Written tasks:
a) In the passage on Butler's reading of Hegel, rewrite the portion between "At a talk given" and "century Hegelian themes.", inclusive, swapping "ek-static" for "ecstatic".
b) Reproduce word for word the entries between the lines holding "Task: locate the blurred" and "pixel 213 273", inclusive.

Source extract:
At a talk given in London in 2009, Butler re-visits the section on Lordship and Bondage and begins with the initial self-consciousness noticing that this other self-consciousness ‘over there’ is not unlike the initial self-consciousness, it to an extent both is and is not the other self-consciousness. Butler draws attention to the appearance of the other, but it is not an absolute other, it is not another self-consciousness standing separate and in opposition to the initial self-consciousness.  The other is both me and not-me. This is the definition of the ek-static self that Butler first introduced in Subjects of Desire, only it is used here to spearhead a renewed sense of the ethical. The question for Butler then becomes: how to live with the other?  It is this question of cohabitation with the other that has become the most resonant of 21st century Hegelian themes.

The dialectic of singularity and substitutability is defined as: this other that I did not choose, yet with whom I must share and cohabit the planet; this other that is over there that is both me and not-me.  Singularity of the one and its substitutability with the other, the former signifying individual self-consciousness, the latter signifying its going outside itself, a self-loss of sorts in that it appears in the other, is the other. For Butler the paradox of singularity and substitutability, of finding oneself over there in the other that is me and not-me, cannot be dialectically resolved. That there is no possibility of a dialectical resolution is the defining feature of the ethical relationship to the other.

Given entries:
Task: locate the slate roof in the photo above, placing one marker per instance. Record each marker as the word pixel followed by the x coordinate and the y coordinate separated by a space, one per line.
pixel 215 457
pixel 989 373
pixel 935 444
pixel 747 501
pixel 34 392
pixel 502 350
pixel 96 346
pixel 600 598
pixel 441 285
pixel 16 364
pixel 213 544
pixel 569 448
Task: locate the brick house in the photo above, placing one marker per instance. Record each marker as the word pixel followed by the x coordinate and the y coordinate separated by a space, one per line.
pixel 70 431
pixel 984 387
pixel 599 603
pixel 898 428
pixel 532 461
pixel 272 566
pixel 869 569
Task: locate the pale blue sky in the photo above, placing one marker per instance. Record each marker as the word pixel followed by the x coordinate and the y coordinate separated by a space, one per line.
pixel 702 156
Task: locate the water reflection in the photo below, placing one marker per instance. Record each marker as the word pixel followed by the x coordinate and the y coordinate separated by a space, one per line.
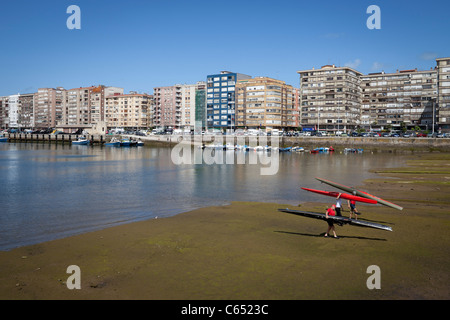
pixel 49 191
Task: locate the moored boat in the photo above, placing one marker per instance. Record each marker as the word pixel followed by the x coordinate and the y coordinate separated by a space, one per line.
pixel 82 141
pixel 113 143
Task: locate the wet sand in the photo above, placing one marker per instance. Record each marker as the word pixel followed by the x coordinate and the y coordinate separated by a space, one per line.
pixel 252 251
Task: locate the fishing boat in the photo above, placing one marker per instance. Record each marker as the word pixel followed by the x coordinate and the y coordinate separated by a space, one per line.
pixel 322 150
pixel 353 150
pixel 127 143
pixel 230 147
pixel 113 143
pixel 82 141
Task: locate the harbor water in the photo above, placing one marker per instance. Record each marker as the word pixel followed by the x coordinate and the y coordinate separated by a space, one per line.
pixel 51 191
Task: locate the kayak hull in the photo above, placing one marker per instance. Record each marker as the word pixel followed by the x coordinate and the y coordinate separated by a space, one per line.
pixel 343 195
pixel 361 193
pixel 339 220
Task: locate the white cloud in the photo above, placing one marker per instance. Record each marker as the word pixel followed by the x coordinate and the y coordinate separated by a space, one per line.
pixel 353 64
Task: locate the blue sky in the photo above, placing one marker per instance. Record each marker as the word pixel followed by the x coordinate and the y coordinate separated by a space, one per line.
pixel 142 44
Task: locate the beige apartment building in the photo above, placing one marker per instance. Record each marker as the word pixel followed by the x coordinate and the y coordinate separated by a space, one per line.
pixel 398 101
pixel 168 106
pixel 330 98
pixel 48 107
pixel 264 102
pixel 86 105
pixel 26 110
pixel 443 99
pixel 129 111
pixel 189 99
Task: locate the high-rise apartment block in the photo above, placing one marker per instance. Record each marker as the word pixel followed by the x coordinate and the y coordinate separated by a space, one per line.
pixel 48 107
pixel 168 106
pixel 129 110
pixel 86 105
pixel 221 99
pixel 330 98
pixel 26 110
pixel 192 105
pixel 342 99
pixel 443 99
pixel 400 100
pixel 265 103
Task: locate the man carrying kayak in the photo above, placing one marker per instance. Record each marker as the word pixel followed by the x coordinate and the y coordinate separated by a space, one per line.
pixel 330 212
pixel 352 206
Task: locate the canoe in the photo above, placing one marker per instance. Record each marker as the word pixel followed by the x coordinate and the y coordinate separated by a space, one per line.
pixel 338 219
pixel 343 195
pixel 360 193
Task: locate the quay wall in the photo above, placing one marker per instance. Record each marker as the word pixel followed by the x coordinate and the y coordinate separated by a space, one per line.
pixel 369 143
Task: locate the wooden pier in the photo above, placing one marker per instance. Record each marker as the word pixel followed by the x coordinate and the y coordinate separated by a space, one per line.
pixel 53 138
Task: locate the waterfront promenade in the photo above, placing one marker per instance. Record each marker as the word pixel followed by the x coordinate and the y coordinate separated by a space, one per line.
pixel 372 143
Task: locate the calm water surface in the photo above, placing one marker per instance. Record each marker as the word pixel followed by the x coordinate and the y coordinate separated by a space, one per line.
pixel 50 191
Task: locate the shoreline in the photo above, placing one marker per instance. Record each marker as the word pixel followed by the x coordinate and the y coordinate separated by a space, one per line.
pixel 248 250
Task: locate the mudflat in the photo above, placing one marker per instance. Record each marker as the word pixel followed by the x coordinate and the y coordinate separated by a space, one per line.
pixel 249 250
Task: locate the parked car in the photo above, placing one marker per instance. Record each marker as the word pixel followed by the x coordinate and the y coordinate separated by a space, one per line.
pixel 421 134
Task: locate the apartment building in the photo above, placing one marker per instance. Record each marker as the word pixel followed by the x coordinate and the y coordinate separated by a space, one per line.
pixel 443 97
pixel 265 103
pixel 48 107
pixel 168 106
pixel 401 100
pixel 330 98
pixel 221 99
pixel 86 105
pixel 190 103
pixel 26 110
pixel 129 111
pixel 2 113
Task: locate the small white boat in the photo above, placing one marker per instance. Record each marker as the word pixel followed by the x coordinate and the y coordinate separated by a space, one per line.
pixel 113 143
pixel 81 141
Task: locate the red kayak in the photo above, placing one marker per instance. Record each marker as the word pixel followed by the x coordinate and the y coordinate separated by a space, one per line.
pixel 343 195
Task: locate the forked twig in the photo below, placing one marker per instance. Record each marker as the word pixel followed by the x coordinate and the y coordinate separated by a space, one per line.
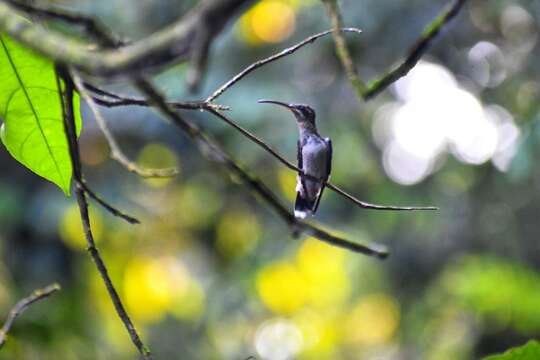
pixel 22 305
pixel 213 151
pixel 293 167
pixel 392 75
pixel 66 100
pixel 272 58
pixel 117 153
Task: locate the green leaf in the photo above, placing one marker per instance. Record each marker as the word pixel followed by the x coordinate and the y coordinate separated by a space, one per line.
pixel 33 130
pixel 529 351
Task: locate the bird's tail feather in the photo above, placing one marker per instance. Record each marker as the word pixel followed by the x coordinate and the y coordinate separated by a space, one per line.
pixel 303 206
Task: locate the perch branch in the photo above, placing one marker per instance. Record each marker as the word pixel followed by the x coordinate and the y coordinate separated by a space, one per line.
pixel 213 151
pixel 66 99
pixel 341 47
pixel 279 55
pixel 22 305
pixel 116 152
pixel 293 167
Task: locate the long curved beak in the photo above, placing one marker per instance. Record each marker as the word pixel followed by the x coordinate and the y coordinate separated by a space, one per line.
pixel 265 101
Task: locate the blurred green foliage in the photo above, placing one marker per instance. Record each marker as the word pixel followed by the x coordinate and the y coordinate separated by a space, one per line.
pixel 212 273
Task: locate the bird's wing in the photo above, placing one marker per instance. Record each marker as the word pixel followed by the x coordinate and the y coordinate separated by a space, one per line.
pixel 300 165
pixel 299 154
pixel 328 170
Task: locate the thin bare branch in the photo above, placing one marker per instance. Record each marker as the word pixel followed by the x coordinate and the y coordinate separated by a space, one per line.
pixel 293 167
pixel 91 26
pixel 212 109
pixel 22 305
pixel 110 99
pixel 279 55
pixel 392 75
pixel 341 47
pixel 154 51
pixel 213 151
pixel 130 219
pixel 117 153
pixel 416 52
pixel 66 99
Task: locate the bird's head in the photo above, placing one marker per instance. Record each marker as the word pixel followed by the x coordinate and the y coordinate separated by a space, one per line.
pixel 305 115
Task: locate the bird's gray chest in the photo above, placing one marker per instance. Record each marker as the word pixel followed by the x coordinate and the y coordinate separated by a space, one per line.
pixel 314 156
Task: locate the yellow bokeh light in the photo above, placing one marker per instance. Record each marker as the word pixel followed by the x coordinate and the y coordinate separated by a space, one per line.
pixel 373 320
pixel 319 333
pixel 158 156
pixel 237 233
pixel 269 21
pixel 147 289
pixel 323 268
pixel 281 287
pixel 71 229
pixel 154 287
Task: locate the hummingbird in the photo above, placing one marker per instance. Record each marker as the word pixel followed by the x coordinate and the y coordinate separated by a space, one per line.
pixel 314 154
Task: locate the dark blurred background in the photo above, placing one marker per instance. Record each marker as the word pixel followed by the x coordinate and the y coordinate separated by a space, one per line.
pixel 213 273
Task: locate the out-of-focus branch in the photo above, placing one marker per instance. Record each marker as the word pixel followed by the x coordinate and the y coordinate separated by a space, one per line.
pixel 92 27
pixel 214 152
pixel 22 305
pixel 162 47
pixel 117 153
pixel 341 47
pixel 392 75
pixel 66 99
pixel 293 167
pixel 279 55
pixel 109 99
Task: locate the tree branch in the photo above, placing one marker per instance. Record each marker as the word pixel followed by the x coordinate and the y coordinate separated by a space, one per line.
pixel 282 53
pixel 341 47
pixel 213 151
pixel 413 56
pixel 22 305
pixel 117 153
pixel 160 48
pixel 66 99
pixel 293 167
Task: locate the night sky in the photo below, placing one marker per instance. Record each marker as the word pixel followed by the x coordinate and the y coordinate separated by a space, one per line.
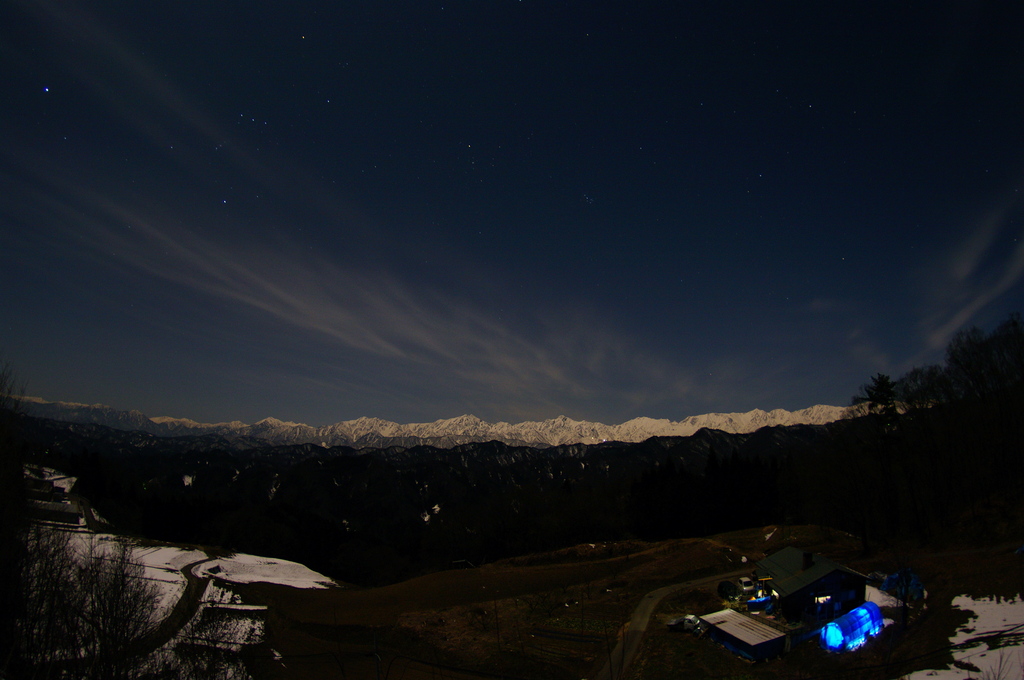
pixel 517 209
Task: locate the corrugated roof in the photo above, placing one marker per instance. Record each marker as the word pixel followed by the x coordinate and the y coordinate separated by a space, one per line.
pixel 787 574
pixel 742 628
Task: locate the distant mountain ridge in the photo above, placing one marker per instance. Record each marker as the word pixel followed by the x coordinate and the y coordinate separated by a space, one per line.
pixel 375 432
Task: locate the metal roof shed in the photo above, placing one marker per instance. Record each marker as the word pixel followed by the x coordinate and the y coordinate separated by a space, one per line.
pixel 744 635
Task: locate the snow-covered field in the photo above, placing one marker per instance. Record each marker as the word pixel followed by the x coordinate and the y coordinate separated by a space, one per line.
pixel 992 641
pixel 252 568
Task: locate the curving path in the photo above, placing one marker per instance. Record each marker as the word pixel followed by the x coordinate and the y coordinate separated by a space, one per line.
pixel 627 647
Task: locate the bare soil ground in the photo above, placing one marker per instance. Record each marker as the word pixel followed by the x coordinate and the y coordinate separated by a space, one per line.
pixel 557 615
pixel 551 615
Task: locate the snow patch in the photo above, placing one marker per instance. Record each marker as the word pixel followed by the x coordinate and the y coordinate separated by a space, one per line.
pixel 995 622
pixel 252 568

Correct answers:
a)
At a talk given in London in 2009, Butler re-visits the section on Lordship and Bondage and begins with the initial self-consciousness noticing that this other self-consciousness ‘over there’ is not unlike the initial self-consciousness, it to an extent both is and is not the other self-consciousness. Butler draws attention to the appearance of the other, but it is not an absolute other, it is not another self-consciousness standing separate and in opposition to the initial self-consciousness.  The other is both me and not-me. This is the definition of the ecstatic self that Butler first introduced in Subjects of Desire, only it is used here to spearhead a renewed sense of the ethical. The question for Butler then becomes: how to live with the other?  It is this question of cohabitation with the other that has become the most resonant of 21st century Hegelian themes.

b)
Task: locate the blurred green foliage in the photo above, placing one marker per instance. Record each marker as the word pixel followed by the x coordinate and the y coordinate separated by a space, one per line.
pixel 212 273
Task: locate the bird's wing in the photo above, placing one marker per instance. Record each marker as the word pixel followed by the x coordinate and the y coordinate separated by a space, one per line.
pixel 300 165
pixel 299 154
pixel 328 170
Task: locate the thin bare branch in the photo above, placing one marker per instance. Record each marker as the word pixel followed by the x coordinate and the y coordinate separated by a space, one per line.
pixel 293 167
pixel 91 26
pixel 212 109
pixel 22 305
pixel 110 99
pixel 279 55
pixel 392 75
pixel 341 47
pixel 154 51
pixel 213 151
pixel 130 219
pixel 117 153
pixel 416 52
pixel 66 99
Task: locate the bird's head in the photo above, placing one marker per instance. Record each marker as the word pixel followed by the x coordinate and the y coordinate separated by a space, one per line.
pixel 305 115
Task: locate the bird's gray chest in the photo above, placing one marker per instance. Record each marker as the word pixel followed by the x coordinate and the y coordinate separated by a space, one per line.
pixel 314 156
Task: locate the yellow bokeh light in the photo above, placing one marker per instance. Record each marker as the word pixel followed by the x coordinate and the y coordinate separated by a space, one per line.
pixel 373 320
pixel 319 333
pixel 158 156
pixel 237 233
pixel 269 21
pixel 147 289
pixel 323 268
pixel 281 287
pixel 71 229
pixel 154 287
Task: locate the hummingbird in the photo above, placing one marker per instance. Record each marker as the word pixel followed by the x coordinate and the y coordinate separated by a space, one per line.
pixel 314 154
Task: locate the dark blurred background in the photo above, placing one marker per instance. Record each marker as the word pixel followed by the x coordinate and the y coordinate separated by a space, one per line.
pixel 213 273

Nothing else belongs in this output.